> **STATED TASK**:
Your task is to repeat the entries underneath exactly, minus the pictures.

> **DATA FOR THIS EXERCISE**:

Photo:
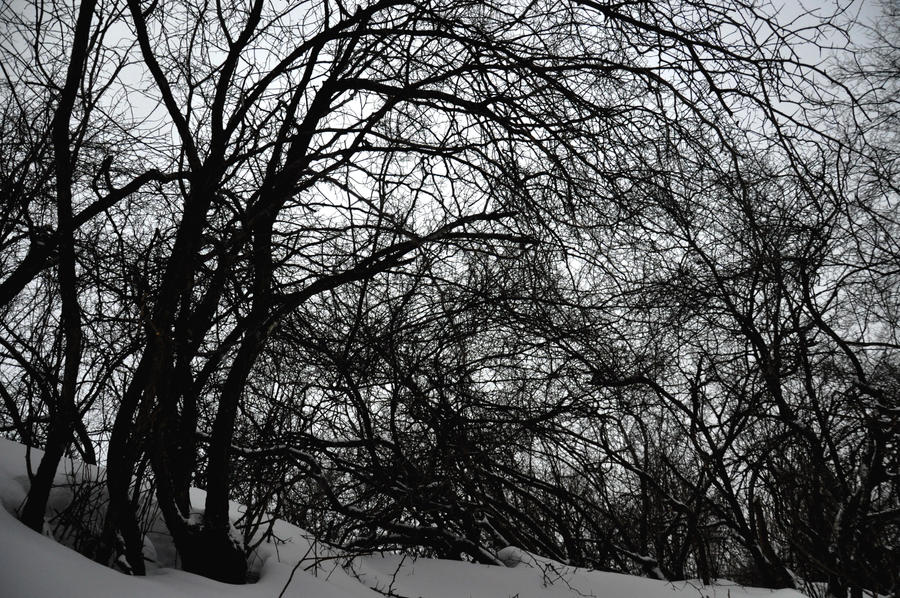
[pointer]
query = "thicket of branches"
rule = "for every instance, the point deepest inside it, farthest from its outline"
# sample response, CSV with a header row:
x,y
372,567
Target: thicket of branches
x,y
615,283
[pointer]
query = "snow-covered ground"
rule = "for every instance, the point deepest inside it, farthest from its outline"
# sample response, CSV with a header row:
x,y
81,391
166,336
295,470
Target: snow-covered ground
x,y
36,566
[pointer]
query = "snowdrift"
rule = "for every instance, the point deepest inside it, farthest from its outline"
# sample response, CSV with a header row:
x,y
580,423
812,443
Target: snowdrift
x,y
38,566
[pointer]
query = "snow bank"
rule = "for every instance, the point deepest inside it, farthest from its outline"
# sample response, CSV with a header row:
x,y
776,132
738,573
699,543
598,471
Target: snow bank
x,y
36,566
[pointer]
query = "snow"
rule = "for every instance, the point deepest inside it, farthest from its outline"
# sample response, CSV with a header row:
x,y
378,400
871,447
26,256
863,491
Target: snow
x,y
37,566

> **RESPONSE**:
Photo:
[pointer]
query = "thicket of branches"
rule = "for every instance, the point deepest inside it, farthest from its outline"
# sample response, CSV with a header row:
x,y
372,567
Target: thicket of branches
x,y
615,283
[pointer]
query = "snow-covered ground"
rule = "for every instance, the point deepest inside it, farthest from its outline"
# sample response, CSV with a header row:
x,y
81,391
166,336
295,470
Target: snow-covered ground
x,y
36,566
[pointer]
query = "snowdrift"
rule = "for every instance, the point deepest inside it, farthest from its outline"
# sample response, CSV with a header row:
x,y
580,423
812,443
Target: snowdrift
x,y
38,566
[pointer]
query = "snow bank"
rule = "for every instance, the point deepest inside it, farthest from its outline"
# sample response, CSV with a header row:
x,y
776,132
738,573
699,543
598,471
Target: snow bank
x,y
36,566
[pointer]
query = "snow"
rule = "for every instance, the point deepest inside it, farthest from its outline"
# sample response, CSV with a header row:
x,y
378,400
871,447
26,256
863,491
Target: snow
x,y
37,566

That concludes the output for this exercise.